* **Short problem**: Transcribe all of the lines that follow without any changes, and leave the pictures out of your copy.

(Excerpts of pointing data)
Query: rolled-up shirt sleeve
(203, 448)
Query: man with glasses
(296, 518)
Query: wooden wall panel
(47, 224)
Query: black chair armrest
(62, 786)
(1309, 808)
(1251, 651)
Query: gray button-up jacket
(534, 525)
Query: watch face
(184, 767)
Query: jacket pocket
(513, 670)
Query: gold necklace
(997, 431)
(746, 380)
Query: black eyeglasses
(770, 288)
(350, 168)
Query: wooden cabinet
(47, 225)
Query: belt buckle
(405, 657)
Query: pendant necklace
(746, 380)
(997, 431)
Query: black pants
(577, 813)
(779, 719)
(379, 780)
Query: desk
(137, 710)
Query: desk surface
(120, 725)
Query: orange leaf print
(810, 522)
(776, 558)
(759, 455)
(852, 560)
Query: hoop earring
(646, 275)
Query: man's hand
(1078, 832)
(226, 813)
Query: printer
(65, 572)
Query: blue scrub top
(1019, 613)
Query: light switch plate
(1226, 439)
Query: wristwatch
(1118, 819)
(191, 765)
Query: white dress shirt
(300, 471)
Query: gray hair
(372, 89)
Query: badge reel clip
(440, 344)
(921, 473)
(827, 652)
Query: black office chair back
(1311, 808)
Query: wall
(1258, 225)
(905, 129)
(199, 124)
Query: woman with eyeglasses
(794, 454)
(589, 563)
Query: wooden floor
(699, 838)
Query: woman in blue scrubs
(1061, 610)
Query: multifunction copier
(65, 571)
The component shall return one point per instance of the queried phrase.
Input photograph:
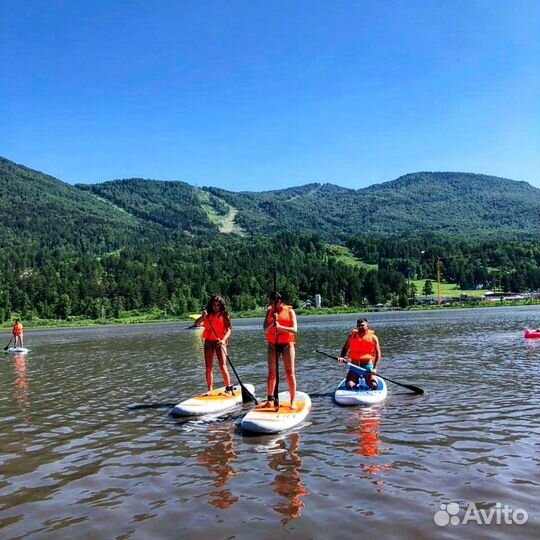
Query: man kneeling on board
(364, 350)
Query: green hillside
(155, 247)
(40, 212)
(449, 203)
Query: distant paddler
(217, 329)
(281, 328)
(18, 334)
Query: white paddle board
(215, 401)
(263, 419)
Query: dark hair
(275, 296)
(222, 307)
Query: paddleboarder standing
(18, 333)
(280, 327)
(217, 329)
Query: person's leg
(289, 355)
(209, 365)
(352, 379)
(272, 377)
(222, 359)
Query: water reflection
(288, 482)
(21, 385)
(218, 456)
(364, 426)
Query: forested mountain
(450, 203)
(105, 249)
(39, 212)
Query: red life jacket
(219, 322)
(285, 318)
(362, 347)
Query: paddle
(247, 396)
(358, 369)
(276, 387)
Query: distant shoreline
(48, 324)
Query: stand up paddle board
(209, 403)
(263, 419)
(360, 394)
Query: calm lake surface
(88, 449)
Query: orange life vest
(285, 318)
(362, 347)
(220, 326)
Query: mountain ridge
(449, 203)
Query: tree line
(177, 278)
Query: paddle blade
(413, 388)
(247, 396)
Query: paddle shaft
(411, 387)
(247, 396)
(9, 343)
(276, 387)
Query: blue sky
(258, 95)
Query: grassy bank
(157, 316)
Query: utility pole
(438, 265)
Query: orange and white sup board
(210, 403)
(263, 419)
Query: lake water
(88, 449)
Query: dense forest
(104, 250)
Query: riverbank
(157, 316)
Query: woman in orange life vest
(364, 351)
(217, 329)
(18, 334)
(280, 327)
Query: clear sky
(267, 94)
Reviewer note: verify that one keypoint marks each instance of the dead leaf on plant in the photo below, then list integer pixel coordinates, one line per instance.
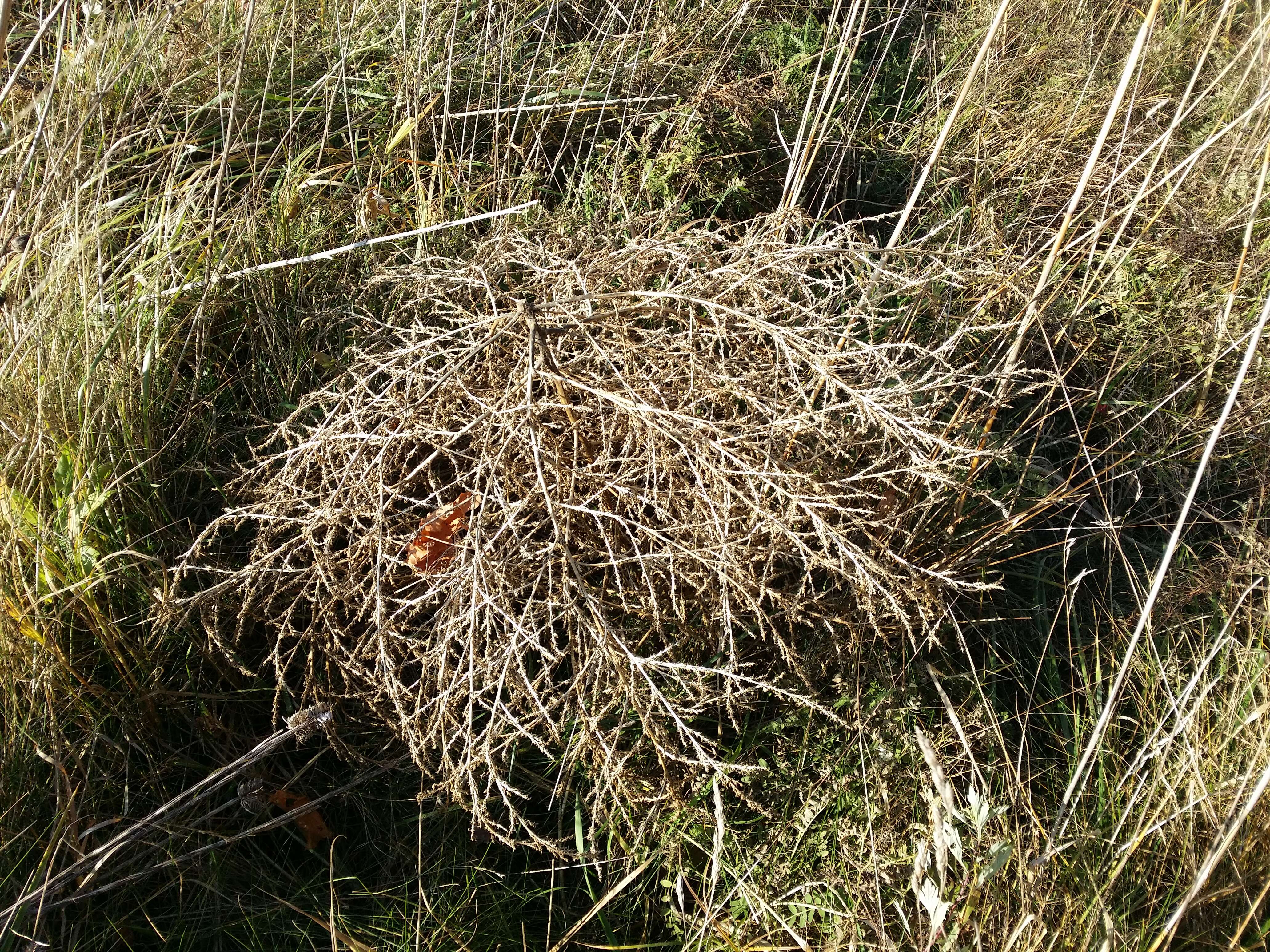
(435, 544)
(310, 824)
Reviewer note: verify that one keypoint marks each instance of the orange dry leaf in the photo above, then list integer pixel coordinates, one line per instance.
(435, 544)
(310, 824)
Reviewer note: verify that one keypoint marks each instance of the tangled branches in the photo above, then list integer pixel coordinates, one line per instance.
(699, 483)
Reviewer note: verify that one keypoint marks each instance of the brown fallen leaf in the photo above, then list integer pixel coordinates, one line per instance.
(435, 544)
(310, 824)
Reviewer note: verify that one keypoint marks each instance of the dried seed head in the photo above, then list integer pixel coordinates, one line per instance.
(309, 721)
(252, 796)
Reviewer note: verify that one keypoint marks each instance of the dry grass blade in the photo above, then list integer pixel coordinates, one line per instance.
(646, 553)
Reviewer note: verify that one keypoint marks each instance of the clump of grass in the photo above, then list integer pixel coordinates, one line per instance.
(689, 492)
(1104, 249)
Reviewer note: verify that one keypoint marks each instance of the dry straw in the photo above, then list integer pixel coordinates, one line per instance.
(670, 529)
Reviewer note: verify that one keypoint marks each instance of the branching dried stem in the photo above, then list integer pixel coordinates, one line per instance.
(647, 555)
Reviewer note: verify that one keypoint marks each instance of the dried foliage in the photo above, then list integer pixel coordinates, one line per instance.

* **Solution**:
Query: rolled-up shirt sleeve
(203, 448)
Query: man with glasses
(296, 518)
Query: wooden wall panel
(47, 224)
Query: black chair armrest
(62, 786)
(1309, 808)
(1251, 651)
Query: gray button-up jacket
(534, 525)
Query: watch face
(184, 767)
Query: jacket pocket
(513, 670)
Query: gold necklace
(997, 431)
(746, 380)
Query: black eyeglasses
(770, 288)
(350, 168)
Query: wooden cabinet
(47, 225)
Query: belt buckle
(405, 657)
Query: pendant necklace
(746, 380)
(997, 431)
Query: black pants
(577, 813)
(779, 719)
(379, 780)
Query: desk
(137, 710)
Query: desk surface
(120, 725)
Query: orange leaf print
(810, 522)
(776, 558)
(759, 455)
(852, 560)
Query: hoop earring
(646, 275)
Query: man's hand
(1078, 832)
(226, 813)
Query: printer
(65, 572)
Query: blue scrub top
(1019, 613)
Query: light switch plate
(1226, 439)
Query: wristwatch
(1118, 819)
(191, 765)
Query: white dress shirt
(300, 471)
Query: gray hair
(372, 89)
Query: badge reel clip
(440, 344)
(921, 473)
(827, 652)
Query: black office chair back
(1311, 808)
Query: wall
(1258, 225)
(905, 129)
(199, 124)
Query: woman with eyeglasses
(794, 454)
(589, 563)
Query: wooden floor
(699, 838)
Query: woman in blue scrubs
(1061, 610)
Query: multifunction copier
(65, 571)
The component shall return one point per instance of the queried phrase.
Input photograph:
Query: man kneeling on board
(364, 350)
Query: green hillside
(155, 247)
(40, 212)
(449, 203)
Query: distant paddler
(217, 329)
(281, 328)
(18, 334)
Query: white paddle board
(215, 401)
(263, 419)
Query: dark hair
(275, 296)
(222, 307)
Query: paddleboarder standing
(18, 333)
(280, 327)
(217, 329)
Query: person's leg
(289, 355)
(209, 365)
(352, 379)
(272, 377)
(222, 359)
Query: water reflection
(288, 482)
(21, 385)
(218, 456)
(364, 426)
Query: forested mountain
(450, 203)
(105, 249)
(39, 212)
Query: red life jacket
(219, 322)
(285, 318)
(362, 347)
Query: paddle
(247, 396)
(358, 369)
(276, 387)
Query: distant shoreline
(48, 324)
Query: stand up paddle board
(209, 403)
(263, 419)
(360, 394)
Query: calm lake surface
(88, 449)
Query: orange life vest
(285, 318)
(362, 347)
(220, 326)
Query: mountain ridge
(449, 203)
Query: tree line
(177, 278)
Query: paddle blade
(413, 388)
(247, 396)
Query: paddle shaft
(411, 387)
(247, 396)
(9, 343)
(276, 387)
Query: blue sky
(258, 95)
Query: grassy bank
(157, 316)
Query: utility pole
(438, 265)
Query: orange and white sup board
(210, 403)
(263, 419)
Query: lake water
(88, 449)
Query: dense forest
(104, 250)
Query: riverbank
(157, 316)
Query: woman in orange life vest
(364, 351)
(217, 329)
(18, 334)
(280, 327)
Query: clear sky
(267, 94)
Reviewer note: verify that one keypoint marks each instance of the dead leaf on plant in the photo below, then list integer pixel coordinates, one line per instance.
(435, 544)
(310, 824)
Reviewer note: verify that one keypoint marks each instance of the orange dry leaf in the photo above, then list integer pixel coordinates, one line per instance.
(435, 544)
(310, 824)
Reviewer note: verify that one keypoint marks each instance of the tangled branches in the photo above, then list integer pixel coordinates, one line per instance.
(699, 483)
Reviewer note: verify that one keypoint marks each instance of the brown fallen leaf in the photo above, then list integer pixel coordinates, one line per instance.
(435, 544)
(310, 824)
Reviewer note: verify that one keypoint marks each instance of the dried seed head in the photo above, then list integer pixel coordinates, one line per instance.
(309, 721)
(252, 796)
Reviewer note: verify that one keypoint marks each instance of the dry grass blade in the photo above, then list integer pixel coordinates, one line per instance.
(646, 553)
Reviewer note: verify that one keypoint marks each instance of the clump of grass in the photo above, then list integer pixel coordinates, one line per instance.
(689, 492)
(1104, 249)
Reviewer note: verify that one keypoint marks each instance of the dry straw in the photo above, then list integer pixel coordinates, one line per instance.
(670, 529)
Reviewer note: verify that one keypoint marks each instance of the branching dried stem in the photo above, then list integer pixel coordinates, one line per instance.
(647, 555)
Reviewer note: verify that one keypoint marks each instance of the dried foliage in the photo above, then list integer pixel coordinates, one line per instance.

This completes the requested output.